Assigned task 1: In the passage on KPS-based and molecular survival models, which KPS scores placed patients in the high-risk group?
Assigned task 2: Write the next part of the passage on KPS-based and molecular survival models, picking up after its final sentence.

Reading passage:
# # #

As the TNM staging system was not applicable in TCGA LGG, we included the age and Karnofsky Performance Status Scale (KPS) as the clinical variables. We divided the patients with different KPS score into high risk (score = 20, 30, 40), high-intermediate risk (score = 50, 60), low-intermediate risk (score = 70, 80), and low risk (score = 90, 100). Using the clinical data alone, the survival outcomes were significantly distinguished by these risk groups (log-rank P < 0.01, c-index = 0.75, Fig. 2A). When combining the clinical data with molecular data, the survival outcomes were also significantly different among these subgroups defined by the integrative models involving CNV (Fig. 2B, log-rank P < 0.01, c-index = 0.80), methylation (Fig. 2C, log-rank P < 0.01, c-index = 0.90), miRNA (Fig. 2D, log-rank P < 0.01, c-index = 0.85), mRNA (Fig. 2E, log-rank P < 0.01, c-index = 0.72) and RPPA (Fig. 2F, log-rank P < 0.01, c-index = 0.92). The detailed models were described in Table S7. On the other hand, the c-index values based on the different classification methods showed that three integrative models (methylation, miRNA and RPPA) outperformed the clinical KPS score model in terms of prognostic power (P < 0.05) (Fig. 2).

# # #

Data under study:
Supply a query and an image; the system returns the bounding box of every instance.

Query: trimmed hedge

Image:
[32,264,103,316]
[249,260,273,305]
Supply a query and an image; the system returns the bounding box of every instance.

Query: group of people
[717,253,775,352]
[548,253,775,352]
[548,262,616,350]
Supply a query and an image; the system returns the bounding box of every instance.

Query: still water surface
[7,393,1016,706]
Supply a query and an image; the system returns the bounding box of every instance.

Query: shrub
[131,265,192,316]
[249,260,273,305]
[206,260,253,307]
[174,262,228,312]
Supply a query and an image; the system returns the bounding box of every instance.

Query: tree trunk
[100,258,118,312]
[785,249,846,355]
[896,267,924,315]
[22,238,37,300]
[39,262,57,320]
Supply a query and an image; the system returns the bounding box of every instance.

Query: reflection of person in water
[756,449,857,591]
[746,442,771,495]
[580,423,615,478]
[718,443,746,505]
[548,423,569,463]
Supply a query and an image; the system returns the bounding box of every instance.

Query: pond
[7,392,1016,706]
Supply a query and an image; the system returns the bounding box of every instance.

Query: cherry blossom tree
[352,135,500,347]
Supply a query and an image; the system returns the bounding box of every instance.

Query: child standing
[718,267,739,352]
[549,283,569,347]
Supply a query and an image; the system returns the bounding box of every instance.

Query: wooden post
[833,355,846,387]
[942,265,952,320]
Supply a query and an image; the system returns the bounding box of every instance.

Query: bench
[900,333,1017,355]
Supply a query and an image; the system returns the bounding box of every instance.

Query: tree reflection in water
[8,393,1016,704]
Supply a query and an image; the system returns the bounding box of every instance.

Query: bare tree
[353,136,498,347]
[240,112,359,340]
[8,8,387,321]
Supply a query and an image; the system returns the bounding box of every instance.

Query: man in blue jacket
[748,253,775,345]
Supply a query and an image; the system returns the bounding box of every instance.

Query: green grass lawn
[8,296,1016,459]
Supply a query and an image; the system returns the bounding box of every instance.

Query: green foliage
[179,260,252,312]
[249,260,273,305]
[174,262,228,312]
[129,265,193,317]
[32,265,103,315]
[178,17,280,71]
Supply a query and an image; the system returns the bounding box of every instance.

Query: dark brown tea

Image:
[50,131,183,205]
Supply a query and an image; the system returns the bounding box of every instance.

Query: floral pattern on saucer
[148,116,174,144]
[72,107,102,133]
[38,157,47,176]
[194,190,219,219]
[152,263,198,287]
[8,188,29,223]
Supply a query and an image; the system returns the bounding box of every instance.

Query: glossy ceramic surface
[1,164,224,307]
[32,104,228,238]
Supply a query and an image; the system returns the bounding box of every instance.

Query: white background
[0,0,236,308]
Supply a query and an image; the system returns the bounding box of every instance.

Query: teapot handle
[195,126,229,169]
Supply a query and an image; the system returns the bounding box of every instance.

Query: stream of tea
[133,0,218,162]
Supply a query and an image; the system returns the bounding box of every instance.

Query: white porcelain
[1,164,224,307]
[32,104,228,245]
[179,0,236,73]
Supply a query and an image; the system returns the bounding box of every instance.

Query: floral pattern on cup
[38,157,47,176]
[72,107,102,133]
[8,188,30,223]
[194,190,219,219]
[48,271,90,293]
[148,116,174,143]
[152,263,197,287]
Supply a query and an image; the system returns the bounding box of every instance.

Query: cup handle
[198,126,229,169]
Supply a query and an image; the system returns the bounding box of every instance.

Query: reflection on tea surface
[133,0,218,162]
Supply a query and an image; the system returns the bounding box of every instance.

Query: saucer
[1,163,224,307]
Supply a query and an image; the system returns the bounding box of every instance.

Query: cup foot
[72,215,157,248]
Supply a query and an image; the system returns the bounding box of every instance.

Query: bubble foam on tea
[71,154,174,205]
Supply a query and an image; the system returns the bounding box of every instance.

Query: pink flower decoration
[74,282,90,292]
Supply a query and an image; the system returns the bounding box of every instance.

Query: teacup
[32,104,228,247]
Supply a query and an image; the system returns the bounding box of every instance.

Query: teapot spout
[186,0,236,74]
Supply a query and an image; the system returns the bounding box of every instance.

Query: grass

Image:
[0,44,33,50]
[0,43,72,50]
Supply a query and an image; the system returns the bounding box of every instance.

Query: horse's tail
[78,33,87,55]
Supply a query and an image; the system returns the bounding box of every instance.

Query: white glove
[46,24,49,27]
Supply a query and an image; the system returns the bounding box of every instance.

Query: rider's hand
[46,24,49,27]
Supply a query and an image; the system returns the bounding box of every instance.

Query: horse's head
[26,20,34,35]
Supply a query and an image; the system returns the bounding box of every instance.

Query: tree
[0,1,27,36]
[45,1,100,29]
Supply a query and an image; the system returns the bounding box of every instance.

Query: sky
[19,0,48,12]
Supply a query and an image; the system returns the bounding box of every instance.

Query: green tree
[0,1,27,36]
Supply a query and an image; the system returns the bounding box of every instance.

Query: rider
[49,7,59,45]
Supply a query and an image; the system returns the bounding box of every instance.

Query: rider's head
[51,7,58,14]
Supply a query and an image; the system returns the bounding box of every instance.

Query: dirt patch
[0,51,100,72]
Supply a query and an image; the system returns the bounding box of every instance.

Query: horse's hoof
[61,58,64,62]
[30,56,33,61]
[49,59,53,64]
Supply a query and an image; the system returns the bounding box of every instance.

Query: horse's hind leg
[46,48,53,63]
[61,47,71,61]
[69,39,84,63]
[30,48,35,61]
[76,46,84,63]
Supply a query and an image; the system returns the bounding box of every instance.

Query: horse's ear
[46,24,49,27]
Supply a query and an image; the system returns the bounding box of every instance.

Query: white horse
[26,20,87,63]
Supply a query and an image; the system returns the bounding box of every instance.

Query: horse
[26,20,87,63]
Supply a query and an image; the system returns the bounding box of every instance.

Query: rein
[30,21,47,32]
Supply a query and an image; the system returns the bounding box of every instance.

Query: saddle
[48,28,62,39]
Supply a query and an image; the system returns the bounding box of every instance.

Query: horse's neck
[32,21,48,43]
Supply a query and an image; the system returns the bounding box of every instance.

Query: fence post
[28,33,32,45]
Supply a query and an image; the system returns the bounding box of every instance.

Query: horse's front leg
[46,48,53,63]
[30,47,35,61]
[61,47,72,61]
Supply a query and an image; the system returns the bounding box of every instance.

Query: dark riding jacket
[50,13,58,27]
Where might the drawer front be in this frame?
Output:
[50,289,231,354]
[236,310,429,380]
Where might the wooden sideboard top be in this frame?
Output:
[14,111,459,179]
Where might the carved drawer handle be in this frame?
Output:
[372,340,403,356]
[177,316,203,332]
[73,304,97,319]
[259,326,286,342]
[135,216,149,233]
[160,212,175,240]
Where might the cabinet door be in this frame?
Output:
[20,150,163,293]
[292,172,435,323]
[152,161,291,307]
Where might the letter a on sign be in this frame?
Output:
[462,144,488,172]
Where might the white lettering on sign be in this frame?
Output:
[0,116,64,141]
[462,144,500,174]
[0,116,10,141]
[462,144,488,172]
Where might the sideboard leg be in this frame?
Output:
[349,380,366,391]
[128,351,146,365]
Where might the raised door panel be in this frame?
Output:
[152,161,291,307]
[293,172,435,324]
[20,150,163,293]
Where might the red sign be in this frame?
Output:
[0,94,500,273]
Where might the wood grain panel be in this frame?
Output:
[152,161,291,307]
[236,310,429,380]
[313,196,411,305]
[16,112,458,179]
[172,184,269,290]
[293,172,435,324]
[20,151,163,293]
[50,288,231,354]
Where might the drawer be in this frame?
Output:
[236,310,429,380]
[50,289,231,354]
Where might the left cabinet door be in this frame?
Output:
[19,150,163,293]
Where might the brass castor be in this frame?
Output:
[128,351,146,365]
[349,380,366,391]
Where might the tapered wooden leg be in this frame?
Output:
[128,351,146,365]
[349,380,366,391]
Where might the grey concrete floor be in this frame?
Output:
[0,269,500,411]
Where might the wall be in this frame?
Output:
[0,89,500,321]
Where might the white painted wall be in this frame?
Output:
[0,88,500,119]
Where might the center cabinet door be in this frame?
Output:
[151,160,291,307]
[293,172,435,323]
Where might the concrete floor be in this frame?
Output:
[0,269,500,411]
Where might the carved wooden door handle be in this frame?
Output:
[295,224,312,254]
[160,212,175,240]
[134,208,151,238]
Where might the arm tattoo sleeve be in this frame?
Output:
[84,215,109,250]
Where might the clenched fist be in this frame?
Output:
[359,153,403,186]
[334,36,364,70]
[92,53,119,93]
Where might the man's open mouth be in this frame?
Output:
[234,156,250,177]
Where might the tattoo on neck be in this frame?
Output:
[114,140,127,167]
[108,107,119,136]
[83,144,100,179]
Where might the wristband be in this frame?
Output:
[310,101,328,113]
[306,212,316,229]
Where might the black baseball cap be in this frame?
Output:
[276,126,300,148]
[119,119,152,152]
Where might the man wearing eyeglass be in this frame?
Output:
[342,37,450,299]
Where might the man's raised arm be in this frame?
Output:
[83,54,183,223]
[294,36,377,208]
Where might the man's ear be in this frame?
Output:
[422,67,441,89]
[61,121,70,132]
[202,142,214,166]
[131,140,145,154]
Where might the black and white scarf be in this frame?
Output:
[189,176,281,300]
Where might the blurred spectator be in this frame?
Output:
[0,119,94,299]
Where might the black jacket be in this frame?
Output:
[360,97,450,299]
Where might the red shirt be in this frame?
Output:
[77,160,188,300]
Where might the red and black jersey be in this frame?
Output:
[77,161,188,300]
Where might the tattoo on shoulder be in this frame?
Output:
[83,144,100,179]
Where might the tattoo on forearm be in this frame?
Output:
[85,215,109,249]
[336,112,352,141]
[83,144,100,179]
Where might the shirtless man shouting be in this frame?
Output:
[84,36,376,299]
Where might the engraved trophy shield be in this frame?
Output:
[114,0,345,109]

# # #

Response box 1: Scores of 20, 30, and 40

Response box 2:
Pan-cancer analysis of adenocarcinoma, squamous cell carcinoma, neuronal tumors and kidney tumors
As the performance of prognostic prediction depends on the sample size involved, we tried to evaluate the prognostic power of different models from a higher level[8]. Recently, Malta et al. sorted cancer types into different groups by the stemness indices obtained from transcriptomic and epigenetic features[5]. According to their findings, we combined the BRCA, CHOL, COAD, ESCA (adenocarcinoma), LUAD, OV, PAAD, PRAD, READ, STAD and UCEC into the adenocarcinoma, combined the CESC, ESCA (squamous carcinoma), HNSC and LUSC into the squamous cell carcinoma, combined the GBM, LGG, PCPG, SKCM and UVM into the neuronal tumors, and combined the KICH, KIRC and KIRP into the kidney tumors. The mean c-index calculated from each platform data was shown in Fig. 3.
In adenocarcinoma and neuronal tumors, additional predictive power was observed in all combination data, compared with molecular data alone (P < 0.05) or clinical data alone (P < 0.05) (Fig. 3A, C). In the squamous cell carcinoma and kidney tumors, incorporating clinical data into the molecular model could also boost the prediction accuracy in all the 5 different platforms (P < 0.05, Fig. 3B, D). However, when compared with the clinical data alone, additional predictive power was missed in several integrative models involving CNV and methylation in squamous cell carcinoma, and methylation and miRNA in kidney tumors (P > 0.05, Fig. 3B, D).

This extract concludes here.